-- Stated problem 1 --
In the excerpt about the Justice Department memo, who wrote the October 2001 memo?

-- Extract --
○ ○ ○ ○ ○ ○ ○

That view was expressed in a Justice Department legal memo dated Oct. 23, 2001. The administration on Wednesday stressed that it now disavows that view.
The October 2001 memo was written at the request of the White House by John Yoo, then the deputy assistant attorney general, and addressed to Alberto Gonzales, the White House counsel at the time. The administration had asked the department for an opinion on the legality of potential responses to terrorist activity.
The 37-page memo has not been released. Its existence was disclosed Tuesday in a footnote of a separate secret memo, dated March 14, 2003, released by the Pentagon in response to a Freedom of Information Act lawsuit by the American Civil Liberties Union.
"Our office recently concluded that the Fourth Amendment had no application to domestic military operations," the footnote states, referring to a document titled "Authority for Use of Military Force to Combat Terrorist Activities Within the United States."
Exactly what domestic military action was covered by the October memo is unclear. But federal documents indicate that the memo relates to the National Security Agency's Terrorist Surveillance Program, or TSP.
That program intercepted phone calls and e-mails on U.S. soil, bypassing the normal legal requirement that such eavesdropping be authorized by a secret federal court. The program began after the Sept. 11 terrorist attacks and continued until Jan. 17, 2007, when the White House resumed seeking surveillance warrants from the Foreign Intelligence Surveillance Court.
White House spokesman Tony Fratto said Wednesday that the Fourth Amendment finding in the October memo was not the legal underpinning for the Terrorist Surveillance Program.

○ ○ ○ ○ ○ ○ ○

-- Available records --
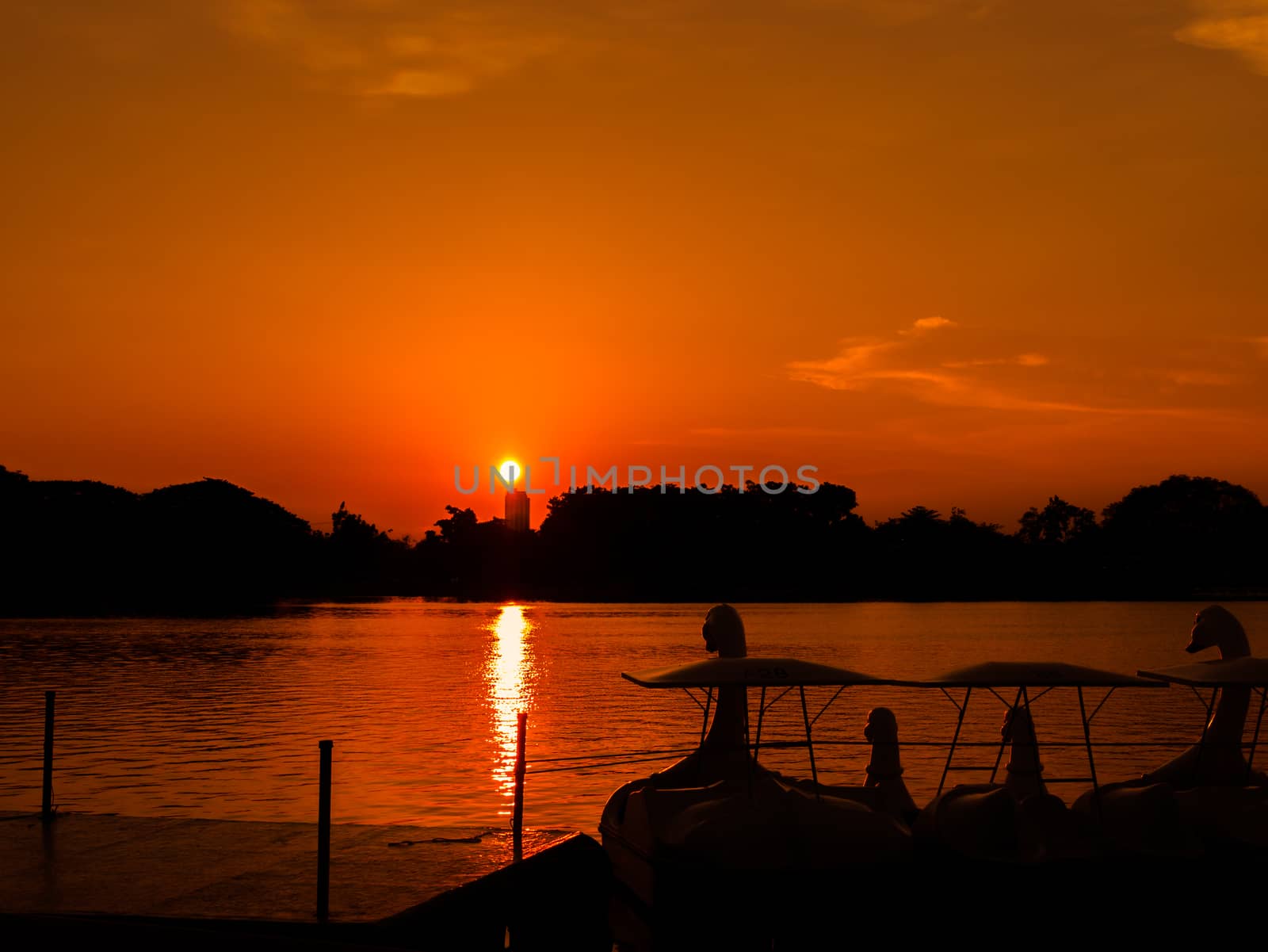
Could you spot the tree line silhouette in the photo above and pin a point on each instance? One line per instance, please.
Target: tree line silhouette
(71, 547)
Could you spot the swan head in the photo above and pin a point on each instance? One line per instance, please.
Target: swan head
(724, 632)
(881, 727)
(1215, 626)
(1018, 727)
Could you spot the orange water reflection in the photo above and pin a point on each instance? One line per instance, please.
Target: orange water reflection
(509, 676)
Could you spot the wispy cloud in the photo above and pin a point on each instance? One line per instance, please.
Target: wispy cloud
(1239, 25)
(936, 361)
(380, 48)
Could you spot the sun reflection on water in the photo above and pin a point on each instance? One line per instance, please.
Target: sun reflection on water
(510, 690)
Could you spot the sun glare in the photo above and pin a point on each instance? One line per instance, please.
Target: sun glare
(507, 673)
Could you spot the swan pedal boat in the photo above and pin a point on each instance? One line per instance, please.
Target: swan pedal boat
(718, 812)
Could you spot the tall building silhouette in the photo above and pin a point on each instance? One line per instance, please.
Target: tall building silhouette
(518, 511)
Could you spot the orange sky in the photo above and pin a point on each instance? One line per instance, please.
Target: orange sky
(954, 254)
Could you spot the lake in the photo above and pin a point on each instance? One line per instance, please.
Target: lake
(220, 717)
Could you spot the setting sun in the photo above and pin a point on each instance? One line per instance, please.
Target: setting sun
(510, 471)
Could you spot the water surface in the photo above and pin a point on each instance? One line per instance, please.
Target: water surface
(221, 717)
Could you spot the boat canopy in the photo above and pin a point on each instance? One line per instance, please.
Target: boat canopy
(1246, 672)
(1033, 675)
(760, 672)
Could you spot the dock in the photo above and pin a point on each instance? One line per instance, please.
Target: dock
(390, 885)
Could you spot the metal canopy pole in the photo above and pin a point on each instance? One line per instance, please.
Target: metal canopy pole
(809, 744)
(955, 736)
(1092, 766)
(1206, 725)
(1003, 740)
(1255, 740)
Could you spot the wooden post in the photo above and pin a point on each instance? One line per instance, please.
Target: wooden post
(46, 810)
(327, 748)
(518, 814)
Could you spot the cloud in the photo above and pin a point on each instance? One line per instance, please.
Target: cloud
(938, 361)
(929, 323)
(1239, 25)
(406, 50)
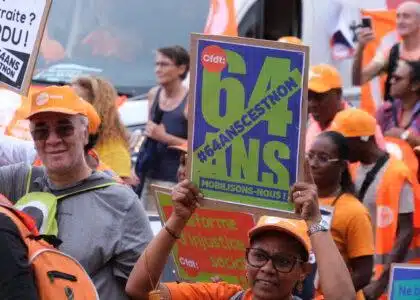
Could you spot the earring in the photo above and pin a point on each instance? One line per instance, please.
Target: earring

○ ○ ○ ○ ○ ○ ○

-- Stated problem 2 --
Copy the records from the line containing "Could you spot the setting" through the end of the records, inclusive, leaving out the pictures.

-- Correct output 1 --
John Yoo, then the deputy assistant attorney general.

-- Correct output 2 --
Could you spot the setting sun in the photo above and pin a point on each instance? One line per instance, please.
Target: setting sun
(510, 471)
Could you spot the water surface in the photo above and pin a point on each instance? One line per instance, please.
Target: water surface
(221, 717)
Could you spot the boat canopy in the photo above and pin a point on each instance? One line per instance, please.
Target: boat canopy
(1246, 672)
(1033, 675)
(760, 672)
Could you spot the dock in the photo above and pin a point on each instance? One line per instance, please.
Target: dock
(390, 885)
Could you spot the metal canopy pole in the photo above and pin a point on each instance? One line per instance, please.
Target: metal canopy pole
(809, 744)
(955, 736)
(1092, 766)
(1206, 725)
(1003, 740)
(1255, 740)
Could you spot the wooden post in the photo above and pin a point on each instance? One line per instance, please.
Target: wooden post
(46, 810)
(327, 748)
(518, 814)
Could you spot the cloud in the photo above and pin a point on each instance? One line per instance, please.
Target: cloud
(938, 361)
(929, 323)
(1239, 25)
(406, 50)
Could you spot the earring in the photo above and pin a point on each instance? One line per instance, please.
Target: earring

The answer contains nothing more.